§ **Избранный отрывок**:

○ ○ ○ ○

Более сдержанно Кузнецов высказывается о Кнопмусе — немце, родившемся в Петербурге и возглавлявшем у забастовщиков «отдел пропаганды». Однако ретроспективный взгляд на события показывает, что деятельность Кнопмуса во время восстания была наиболее революционной и антисоветской. «Пропаганда» Кнопмуса включала в себя выпуск и распространение листовок (они предназначались для «вольного» населения и разбрасывались с помощью воздушных змеев), выпуск стенгазет для лагерников и, что самое необычное, радиовыступления с помощью самодельного передатчика.
Если учесть, что власти в первые же дни забастовки отключили в лагере электричество, эту радиостанцию следует назвать не средством распространения бравады, а большим техническим достижением. Первым делом зэки соорудили «гидроэлектростанцию», работавшую от водопроводного крана. Мотор переделали в генератор, и он начал вырабатывать достаточно электричества, чтобы питать внутрилагерную телефонную систему и радиопередатчик, который сконструировали из деталей рентгеноаппарата, лечебной аппаратуры УВЧ и киноустановки.

○ ○ ○ ○

§ **Что нужно сделать**:
**A.** Определите, соответствуют ли отрывку утверждения: (i) Кнопмус родился в Петербурге; (ii) власти сохранили в лагере электричество; (iii) радиопередатчик собрали в том числе из деталей рентгеноаппарата. На каждое ответьте «да» или «нет» и приведите решающие слова отрывка дословно.
**B.** От чего, согласно отрывку, работала сооружённая зэками «гидроэлектростанция»?
**C.** Перепишите из отрывка без изменений фрагмент, который открывается словами «Если учесть, что» и завершается словами «УВЧ и киноустановки.».

○ ○ ○ ○

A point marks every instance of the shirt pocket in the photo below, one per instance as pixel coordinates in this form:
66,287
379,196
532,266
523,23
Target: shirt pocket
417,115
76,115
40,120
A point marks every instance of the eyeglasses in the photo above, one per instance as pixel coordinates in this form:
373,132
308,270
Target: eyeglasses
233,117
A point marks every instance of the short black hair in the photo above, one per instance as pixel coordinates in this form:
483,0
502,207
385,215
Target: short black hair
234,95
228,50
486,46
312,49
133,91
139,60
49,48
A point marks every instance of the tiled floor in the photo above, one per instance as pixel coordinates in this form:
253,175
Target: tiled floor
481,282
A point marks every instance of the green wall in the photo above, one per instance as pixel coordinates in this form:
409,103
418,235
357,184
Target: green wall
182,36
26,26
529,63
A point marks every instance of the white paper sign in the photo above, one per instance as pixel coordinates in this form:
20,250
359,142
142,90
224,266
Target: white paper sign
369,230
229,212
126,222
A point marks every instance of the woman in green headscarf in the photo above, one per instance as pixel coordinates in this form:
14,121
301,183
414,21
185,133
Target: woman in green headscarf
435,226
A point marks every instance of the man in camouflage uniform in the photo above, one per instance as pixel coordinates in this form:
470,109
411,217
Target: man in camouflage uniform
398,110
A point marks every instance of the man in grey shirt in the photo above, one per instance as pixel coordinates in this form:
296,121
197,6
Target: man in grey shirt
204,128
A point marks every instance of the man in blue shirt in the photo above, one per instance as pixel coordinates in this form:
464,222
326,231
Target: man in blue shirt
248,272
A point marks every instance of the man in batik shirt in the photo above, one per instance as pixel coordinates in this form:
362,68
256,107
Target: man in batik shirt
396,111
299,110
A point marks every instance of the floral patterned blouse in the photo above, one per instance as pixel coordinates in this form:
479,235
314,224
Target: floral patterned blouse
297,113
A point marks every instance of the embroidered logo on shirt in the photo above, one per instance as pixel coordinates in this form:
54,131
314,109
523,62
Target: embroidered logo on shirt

○ ○ ○ ○

§ **Решения заданий**:
**A.**
(i) Да: «немце, родившемся в Петербурге».
(ii) Нет: «власти в первые же дни забастовки отключили в лагере электричество».
(iii) Да: «сконструировали из деталей рентгеноаппарата, лечебной аппаратуры УВЧ и киноустановки».

**B.** От водопроводного крана.

**C.**
Если учесть, что власти в первые же дни забастовки отключили в лагере электричество, эту радиостанцию следует назвать не средством распространения бравады, а большим техническим достижением. Первым делом зэки соорудили «гидроэлектростанцию», работавшую от водопроводного крана. Мотор переделали в генератор, и он начал вырабатывать достаточно электричества, чтобы питать внутрилагерную телефонную систему и радиопередатчик, который сконструировали из деталей рентгеноаппарата, лечебной аппаратуры УВЧ и киноустановки.